───── Information supplied

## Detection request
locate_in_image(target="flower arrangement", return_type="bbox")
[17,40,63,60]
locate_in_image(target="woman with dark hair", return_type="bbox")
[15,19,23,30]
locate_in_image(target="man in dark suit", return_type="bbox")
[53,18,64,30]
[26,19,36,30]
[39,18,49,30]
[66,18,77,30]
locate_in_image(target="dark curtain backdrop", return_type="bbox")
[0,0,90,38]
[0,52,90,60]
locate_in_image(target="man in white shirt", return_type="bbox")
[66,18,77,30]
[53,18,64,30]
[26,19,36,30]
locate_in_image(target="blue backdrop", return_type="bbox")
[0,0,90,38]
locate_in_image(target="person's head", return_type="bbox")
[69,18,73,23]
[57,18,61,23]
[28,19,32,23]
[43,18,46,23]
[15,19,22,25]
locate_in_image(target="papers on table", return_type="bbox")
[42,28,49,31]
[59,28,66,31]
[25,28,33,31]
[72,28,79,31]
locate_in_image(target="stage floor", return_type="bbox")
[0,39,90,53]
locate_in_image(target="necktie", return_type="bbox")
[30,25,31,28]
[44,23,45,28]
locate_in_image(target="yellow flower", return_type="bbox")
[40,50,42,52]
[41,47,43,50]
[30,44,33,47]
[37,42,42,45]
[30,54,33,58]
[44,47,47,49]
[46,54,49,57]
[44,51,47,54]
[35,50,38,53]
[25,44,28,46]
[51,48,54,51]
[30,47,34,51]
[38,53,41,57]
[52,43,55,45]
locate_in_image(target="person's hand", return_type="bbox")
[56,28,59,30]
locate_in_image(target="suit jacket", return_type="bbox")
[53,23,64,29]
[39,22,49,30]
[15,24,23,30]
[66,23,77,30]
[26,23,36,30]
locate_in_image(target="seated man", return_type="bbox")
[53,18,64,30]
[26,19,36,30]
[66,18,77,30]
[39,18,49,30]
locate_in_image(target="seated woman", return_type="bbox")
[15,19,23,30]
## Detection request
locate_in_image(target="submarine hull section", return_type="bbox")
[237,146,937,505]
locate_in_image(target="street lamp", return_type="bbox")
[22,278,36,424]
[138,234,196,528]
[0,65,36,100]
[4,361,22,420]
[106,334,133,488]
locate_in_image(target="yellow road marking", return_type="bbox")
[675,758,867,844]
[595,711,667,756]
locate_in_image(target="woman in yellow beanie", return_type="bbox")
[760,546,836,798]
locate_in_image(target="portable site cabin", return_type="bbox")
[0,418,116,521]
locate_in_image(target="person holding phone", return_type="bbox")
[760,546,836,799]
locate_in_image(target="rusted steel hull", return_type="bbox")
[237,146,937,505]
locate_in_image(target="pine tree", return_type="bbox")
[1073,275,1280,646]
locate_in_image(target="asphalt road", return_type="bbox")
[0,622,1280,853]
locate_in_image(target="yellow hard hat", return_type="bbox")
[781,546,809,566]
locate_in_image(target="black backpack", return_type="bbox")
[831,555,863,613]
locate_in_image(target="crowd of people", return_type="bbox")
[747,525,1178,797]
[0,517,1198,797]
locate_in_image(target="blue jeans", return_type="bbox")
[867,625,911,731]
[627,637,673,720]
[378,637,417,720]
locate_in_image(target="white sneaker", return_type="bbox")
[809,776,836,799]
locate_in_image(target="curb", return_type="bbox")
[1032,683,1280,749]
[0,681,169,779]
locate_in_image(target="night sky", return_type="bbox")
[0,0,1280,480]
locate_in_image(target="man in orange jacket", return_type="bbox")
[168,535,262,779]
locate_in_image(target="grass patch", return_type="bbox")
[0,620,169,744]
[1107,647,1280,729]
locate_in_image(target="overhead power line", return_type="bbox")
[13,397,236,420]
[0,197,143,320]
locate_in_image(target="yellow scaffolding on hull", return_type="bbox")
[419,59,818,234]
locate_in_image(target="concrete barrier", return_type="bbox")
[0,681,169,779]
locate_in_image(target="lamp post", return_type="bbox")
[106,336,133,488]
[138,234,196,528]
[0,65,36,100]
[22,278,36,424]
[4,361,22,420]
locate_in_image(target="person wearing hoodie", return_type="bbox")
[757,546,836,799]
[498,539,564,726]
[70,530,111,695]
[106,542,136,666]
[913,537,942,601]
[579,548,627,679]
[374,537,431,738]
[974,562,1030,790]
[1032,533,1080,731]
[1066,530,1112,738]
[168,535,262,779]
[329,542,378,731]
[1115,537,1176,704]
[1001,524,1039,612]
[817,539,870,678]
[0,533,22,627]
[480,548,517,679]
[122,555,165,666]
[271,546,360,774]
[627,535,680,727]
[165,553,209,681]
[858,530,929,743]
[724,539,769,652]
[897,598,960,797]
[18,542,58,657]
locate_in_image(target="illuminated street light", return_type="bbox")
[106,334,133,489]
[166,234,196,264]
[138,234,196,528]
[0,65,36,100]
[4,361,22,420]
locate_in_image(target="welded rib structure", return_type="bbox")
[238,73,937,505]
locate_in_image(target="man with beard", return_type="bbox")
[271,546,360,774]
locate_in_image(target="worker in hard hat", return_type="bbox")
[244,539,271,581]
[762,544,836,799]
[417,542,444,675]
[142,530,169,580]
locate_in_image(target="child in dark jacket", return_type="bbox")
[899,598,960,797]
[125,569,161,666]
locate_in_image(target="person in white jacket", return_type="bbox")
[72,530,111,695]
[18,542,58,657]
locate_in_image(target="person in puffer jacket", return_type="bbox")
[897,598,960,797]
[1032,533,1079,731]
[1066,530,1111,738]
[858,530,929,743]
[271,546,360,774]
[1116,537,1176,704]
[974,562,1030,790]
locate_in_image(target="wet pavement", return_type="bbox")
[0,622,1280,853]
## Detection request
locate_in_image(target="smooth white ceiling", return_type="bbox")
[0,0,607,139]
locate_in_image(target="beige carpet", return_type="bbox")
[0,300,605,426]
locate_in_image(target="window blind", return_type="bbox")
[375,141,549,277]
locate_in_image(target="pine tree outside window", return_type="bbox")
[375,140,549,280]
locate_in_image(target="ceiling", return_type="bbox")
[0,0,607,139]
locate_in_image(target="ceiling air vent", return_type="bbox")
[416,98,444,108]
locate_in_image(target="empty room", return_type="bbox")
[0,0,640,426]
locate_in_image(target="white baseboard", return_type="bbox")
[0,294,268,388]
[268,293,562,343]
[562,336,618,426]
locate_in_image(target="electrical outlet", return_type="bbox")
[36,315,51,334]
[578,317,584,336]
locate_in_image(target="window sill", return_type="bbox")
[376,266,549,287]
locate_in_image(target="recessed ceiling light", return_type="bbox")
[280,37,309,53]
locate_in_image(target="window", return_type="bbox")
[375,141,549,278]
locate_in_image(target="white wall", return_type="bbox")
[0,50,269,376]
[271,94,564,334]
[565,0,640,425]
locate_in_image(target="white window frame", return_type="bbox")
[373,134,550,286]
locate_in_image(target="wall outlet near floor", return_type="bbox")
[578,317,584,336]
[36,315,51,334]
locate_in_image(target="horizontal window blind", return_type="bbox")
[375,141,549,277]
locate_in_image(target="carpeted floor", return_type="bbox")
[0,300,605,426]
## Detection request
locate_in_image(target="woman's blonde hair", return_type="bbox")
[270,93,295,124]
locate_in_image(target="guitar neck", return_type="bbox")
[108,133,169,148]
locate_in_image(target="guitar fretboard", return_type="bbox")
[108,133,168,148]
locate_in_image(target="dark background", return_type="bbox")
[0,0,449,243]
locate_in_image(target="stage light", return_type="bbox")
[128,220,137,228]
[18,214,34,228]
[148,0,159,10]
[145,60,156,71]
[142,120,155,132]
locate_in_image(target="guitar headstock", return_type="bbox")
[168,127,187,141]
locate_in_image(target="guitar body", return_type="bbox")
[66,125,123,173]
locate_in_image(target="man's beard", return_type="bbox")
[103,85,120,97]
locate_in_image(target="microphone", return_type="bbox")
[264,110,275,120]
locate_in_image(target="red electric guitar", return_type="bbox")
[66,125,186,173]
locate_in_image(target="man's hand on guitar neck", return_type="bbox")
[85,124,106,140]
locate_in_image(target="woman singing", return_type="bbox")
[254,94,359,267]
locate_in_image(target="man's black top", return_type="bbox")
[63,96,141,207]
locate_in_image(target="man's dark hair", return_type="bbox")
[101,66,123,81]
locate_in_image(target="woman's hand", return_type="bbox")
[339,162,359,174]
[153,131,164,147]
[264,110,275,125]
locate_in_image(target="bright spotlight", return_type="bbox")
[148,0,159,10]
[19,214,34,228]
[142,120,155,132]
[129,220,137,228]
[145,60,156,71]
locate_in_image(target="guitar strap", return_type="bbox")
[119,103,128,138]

──────────
───── Information supplied

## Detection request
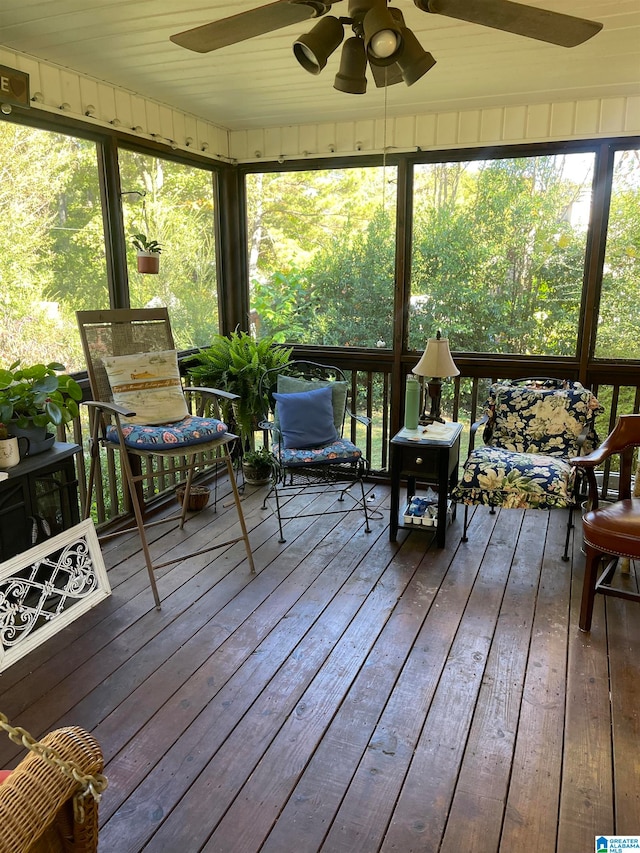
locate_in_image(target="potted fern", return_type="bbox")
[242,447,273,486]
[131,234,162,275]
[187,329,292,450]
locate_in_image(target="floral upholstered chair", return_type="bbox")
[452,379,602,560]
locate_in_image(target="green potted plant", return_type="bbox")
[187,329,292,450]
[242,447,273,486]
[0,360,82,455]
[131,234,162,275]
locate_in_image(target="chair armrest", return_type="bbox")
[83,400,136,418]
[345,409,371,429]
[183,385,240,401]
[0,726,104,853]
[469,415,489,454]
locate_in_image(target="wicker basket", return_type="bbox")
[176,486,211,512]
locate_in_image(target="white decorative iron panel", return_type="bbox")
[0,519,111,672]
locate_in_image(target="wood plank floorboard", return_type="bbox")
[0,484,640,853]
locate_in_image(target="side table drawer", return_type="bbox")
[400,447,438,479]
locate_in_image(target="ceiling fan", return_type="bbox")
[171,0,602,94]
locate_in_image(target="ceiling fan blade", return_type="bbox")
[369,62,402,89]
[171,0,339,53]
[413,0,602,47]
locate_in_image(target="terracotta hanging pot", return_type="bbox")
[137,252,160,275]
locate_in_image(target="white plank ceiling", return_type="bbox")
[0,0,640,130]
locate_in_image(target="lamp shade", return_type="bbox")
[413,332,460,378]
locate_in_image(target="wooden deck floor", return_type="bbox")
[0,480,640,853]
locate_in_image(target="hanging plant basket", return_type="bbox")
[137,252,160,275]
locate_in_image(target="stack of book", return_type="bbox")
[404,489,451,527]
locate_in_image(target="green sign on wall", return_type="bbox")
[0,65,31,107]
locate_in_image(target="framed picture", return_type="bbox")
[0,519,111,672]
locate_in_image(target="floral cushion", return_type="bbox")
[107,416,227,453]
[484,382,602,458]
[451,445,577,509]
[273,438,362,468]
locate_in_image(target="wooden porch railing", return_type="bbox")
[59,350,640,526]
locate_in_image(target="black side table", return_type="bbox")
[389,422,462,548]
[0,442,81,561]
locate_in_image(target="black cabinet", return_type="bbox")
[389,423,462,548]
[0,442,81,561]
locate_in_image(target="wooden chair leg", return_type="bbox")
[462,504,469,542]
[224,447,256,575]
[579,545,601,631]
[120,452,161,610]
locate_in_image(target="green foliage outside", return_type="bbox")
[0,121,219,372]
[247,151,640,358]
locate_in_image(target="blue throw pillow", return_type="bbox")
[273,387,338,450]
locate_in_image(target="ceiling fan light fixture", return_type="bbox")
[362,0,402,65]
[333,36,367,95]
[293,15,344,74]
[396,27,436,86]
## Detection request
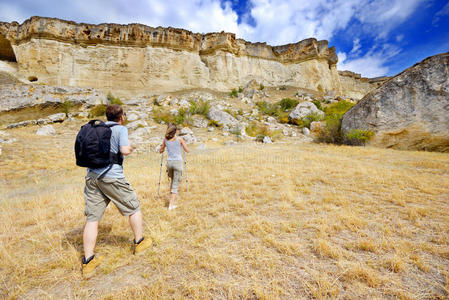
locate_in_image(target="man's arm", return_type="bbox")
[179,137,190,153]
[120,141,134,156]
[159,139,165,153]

──────────
───── Information supplied

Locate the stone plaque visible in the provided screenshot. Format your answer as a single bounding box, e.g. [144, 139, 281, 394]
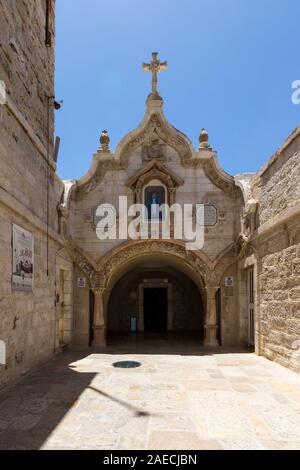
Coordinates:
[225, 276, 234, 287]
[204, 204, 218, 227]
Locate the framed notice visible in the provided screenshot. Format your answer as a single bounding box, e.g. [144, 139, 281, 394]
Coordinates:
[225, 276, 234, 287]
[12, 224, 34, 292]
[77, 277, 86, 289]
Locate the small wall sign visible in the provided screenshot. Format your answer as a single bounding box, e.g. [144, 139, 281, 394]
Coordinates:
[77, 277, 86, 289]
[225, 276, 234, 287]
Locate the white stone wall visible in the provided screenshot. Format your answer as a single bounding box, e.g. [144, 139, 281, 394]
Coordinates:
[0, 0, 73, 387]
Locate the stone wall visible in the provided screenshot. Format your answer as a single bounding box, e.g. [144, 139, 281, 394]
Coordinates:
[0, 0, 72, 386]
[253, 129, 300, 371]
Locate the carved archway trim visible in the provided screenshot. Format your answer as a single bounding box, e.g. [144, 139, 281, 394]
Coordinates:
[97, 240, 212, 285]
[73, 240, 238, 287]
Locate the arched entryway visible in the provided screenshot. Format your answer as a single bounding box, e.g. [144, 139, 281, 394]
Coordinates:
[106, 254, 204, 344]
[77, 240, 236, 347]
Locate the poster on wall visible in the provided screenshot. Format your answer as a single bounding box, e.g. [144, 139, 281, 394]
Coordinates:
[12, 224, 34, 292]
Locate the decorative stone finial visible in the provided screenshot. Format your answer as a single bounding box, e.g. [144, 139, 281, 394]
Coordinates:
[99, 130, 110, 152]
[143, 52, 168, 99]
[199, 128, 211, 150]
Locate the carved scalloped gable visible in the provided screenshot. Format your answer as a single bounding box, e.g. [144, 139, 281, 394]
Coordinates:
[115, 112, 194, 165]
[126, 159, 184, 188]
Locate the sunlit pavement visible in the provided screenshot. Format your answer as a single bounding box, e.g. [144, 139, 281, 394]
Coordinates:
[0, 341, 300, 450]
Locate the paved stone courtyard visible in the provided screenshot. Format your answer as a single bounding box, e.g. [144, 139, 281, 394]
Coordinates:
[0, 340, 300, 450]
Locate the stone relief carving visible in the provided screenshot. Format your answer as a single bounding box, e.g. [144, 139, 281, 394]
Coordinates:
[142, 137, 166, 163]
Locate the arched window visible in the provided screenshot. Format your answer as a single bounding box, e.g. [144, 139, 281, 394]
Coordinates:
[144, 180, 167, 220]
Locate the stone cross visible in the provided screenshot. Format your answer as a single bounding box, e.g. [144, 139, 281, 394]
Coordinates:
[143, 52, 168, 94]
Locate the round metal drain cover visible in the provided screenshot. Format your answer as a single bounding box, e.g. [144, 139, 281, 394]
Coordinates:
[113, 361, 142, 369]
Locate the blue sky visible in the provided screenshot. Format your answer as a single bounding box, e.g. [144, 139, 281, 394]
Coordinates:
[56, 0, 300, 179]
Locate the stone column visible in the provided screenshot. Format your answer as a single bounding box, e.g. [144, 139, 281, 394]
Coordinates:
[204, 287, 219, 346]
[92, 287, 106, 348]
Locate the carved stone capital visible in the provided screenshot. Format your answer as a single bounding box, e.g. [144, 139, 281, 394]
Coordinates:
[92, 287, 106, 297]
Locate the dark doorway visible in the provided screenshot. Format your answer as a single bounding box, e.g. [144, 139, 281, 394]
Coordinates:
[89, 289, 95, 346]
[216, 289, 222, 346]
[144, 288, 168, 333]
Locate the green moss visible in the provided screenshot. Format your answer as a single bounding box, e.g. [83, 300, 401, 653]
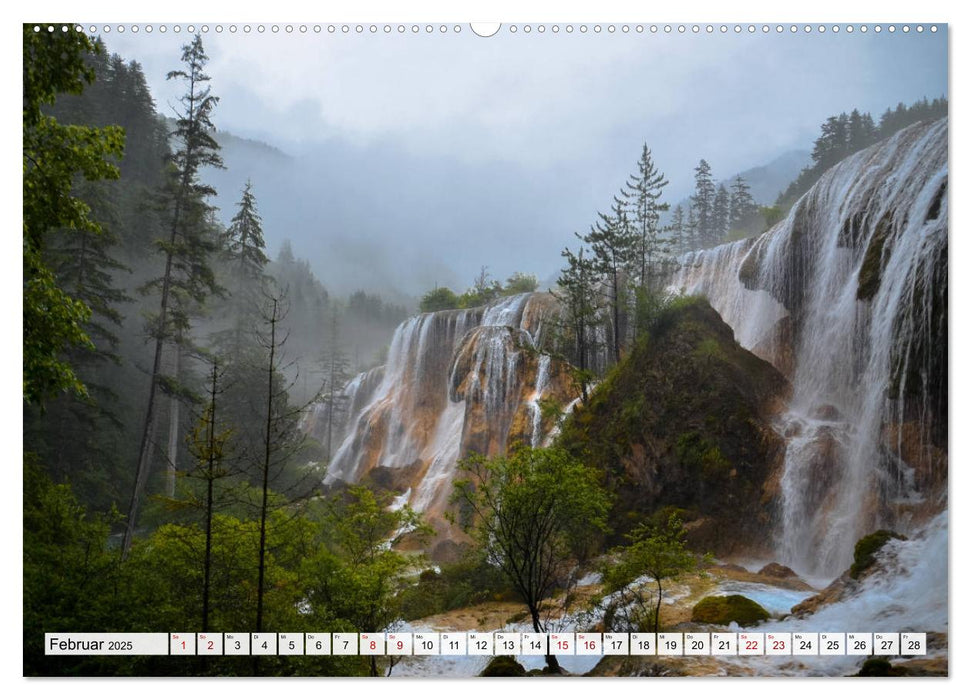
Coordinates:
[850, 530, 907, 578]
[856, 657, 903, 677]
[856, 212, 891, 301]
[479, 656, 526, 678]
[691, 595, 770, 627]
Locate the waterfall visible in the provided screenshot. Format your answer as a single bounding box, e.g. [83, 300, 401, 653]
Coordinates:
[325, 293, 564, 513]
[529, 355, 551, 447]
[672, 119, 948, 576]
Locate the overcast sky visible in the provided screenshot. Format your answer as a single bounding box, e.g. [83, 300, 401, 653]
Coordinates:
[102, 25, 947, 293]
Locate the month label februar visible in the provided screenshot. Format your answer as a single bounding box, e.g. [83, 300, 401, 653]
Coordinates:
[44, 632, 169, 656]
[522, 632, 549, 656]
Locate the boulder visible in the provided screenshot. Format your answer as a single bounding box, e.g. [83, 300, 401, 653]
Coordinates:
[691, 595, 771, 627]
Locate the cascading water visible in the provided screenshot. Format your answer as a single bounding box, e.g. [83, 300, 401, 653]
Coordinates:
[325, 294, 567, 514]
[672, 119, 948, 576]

──────────

_Task details_
Copy the lines between the one holding "Locate the waterfall" and the one holding "[102, 25, 947, 293]", inclusive, without any changes.

_Answer below_
Locate the waterfall visible in the provided screenshot. Format your answer as a single bounding box, e.g. [83, 300, 401, 653]
Coordinates:
[325, 293, 564, 513]
[529, 355, 551, 447]
[672, 119, 948, 576]
Locate the overcast sky visible in the provided screenshot. Format your answer as a single bounding box, e.g. [83, 300, 401, 653]
Coordinates:
[102, 25, 947, 293]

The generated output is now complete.